Passage:
Two lawsuits filed in late 1994 put the recovery plan in jeopardy. While one of the lawsuits was filed by the Wyoming Farm Bureau, the other was filed by a coalition of concerned environmental groups including the Idaho Conservation League and Audubon Society. The latter group pointed to unofficial wolf sightings as proof that wolves had already migrated down to Yellowstone from the north, which, they argued, made the plan to reintroduce an experimental population in the same area unlawful. According to their argument, if wolves were already present in Yellowstone, they should rightfully be afforded full protection under the ESA, which, they reasoned, was preferable to the limited "experimental" classification that would be given to any reintroduced wolves.

Nevertheless, both cases were thrown out on January 3, 1995. Adolescent members from packs of Mackenzie Valley wolves in Alberta, Canada, were tranquilized and carted down to the recovery zones later that week, but a last-minute court order delayed the planned releases. The stay came from an appellate court in Denver, and was instigated by the Wyoming Farm Bureau. After spending an additional 36 hours in transport cages in Idaho and in their holding pens in Yellowstone, the wolves were finally released following official judicial sanction. Yellowstone's wolves stayed in acclimation pens for two more months before being released into the wild. Idaho's wolves, conversely, were given a hard (or immediate) release. Sixty-six wolves were released to the two areas in this manner in January 1995 and January 1996.

The 2005 estimates of wolf populations in the two recovery zones reflect the success the species has had in both areas:
- Greater Yellowstone area: 325
- Central Idaho: 565

These numbers, added with the estimated number of wolves in northwestern Montana (130), puts the total number of wolves in the Northern Rocky Mountains recovery area at over 1000 individuals. This includes about 134 packs (two or more wolves traveling together) and 71 breeding pairs (male and female that successfully rear a litter of at least two until Dec. 31). The recovery goal for the area was revised to 30 breeding pairs total, and this number has been surpassed for some time.

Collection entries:

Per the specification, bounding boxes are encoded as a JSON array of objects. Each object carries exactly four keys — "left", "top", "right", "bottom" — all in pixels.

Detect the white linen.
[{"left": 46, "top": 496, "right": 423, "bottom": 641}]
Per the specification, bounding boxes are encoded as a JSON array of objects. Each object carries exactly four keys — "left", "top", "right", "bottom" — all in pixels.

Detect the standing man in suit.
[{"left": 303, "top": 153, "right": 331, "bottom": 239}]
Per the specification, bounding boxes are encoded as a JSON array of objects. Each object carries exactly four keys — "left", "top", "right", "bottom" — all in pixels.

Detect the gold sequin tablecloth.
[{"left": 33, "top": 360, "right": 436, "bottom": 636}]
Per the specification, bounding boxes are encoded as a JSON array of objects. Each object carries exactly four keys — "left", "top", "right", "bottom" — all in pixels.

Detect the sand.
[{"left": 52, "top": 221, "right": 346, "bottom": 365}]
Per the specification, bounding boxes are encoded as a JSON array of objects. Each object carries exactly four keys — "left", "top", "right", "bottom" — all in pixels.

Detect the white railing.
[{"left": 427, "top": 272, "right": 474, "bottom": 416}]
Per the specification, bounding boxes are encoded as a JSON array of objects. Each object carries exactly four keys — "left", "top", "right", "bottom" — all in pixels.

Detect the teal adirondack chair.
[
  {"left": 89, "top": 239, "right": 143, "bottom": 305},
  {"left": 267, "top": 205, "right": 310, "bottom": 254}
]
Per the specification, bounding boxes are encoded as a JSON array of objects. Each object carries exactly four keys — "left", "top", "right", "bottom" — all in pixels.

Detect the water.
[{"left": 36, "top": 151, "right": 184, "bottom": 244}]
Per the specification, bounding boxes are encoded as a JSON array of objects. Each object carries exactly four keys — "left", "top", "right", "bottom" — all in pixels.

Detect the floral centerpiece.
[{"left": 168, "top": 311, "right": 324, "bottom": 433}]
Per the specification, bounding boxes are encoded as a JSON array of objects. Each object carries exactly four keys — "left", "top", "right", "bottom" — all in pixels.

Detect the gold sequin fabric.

Questions on the material:
(a) Answer these about the wolf recovery text:
(i) Which organization instigated the appellate court stay?
(ii) On what date were both lawsuits thrown out?
(iii) What was the 2005 wolf estimate for Central Idaho?
(b) In the wolf recovery text, substitute "legal challenges" for "lawsuits" in the part that opens with "Two lawsuits filed" and closes with "any reintroduced wolves.", and write out that part.
The items have no connection to the text about wolf recovery.

Task solutions:
(a)
(i) The Wyoming Farm Bureau
(ii) January 3, 1995
(iii) 565

(b)
Two legal challenges filed in late 1994 put the recovery plan in jeopardy. While one of the legal challenges was filed by the Wyoming Farm Bureau, the other was filed by a coalition of concerned environmental groups including the Idaho Conservation League and Audubon Society. The latter group pointed to unofficial wolf sightings as proof that wolves had already migrated down to Yellowstone from the north, which, they argued, made the plan to reintroduce an experimental population in the same area unlawful. According to their argument, if wolves were already present in Yellowstone, they should rightfully be afforded full protection under the ESA, which, they reasoned, was preferable to the limited "experimental" classification that would be given to any reintroduced wolves.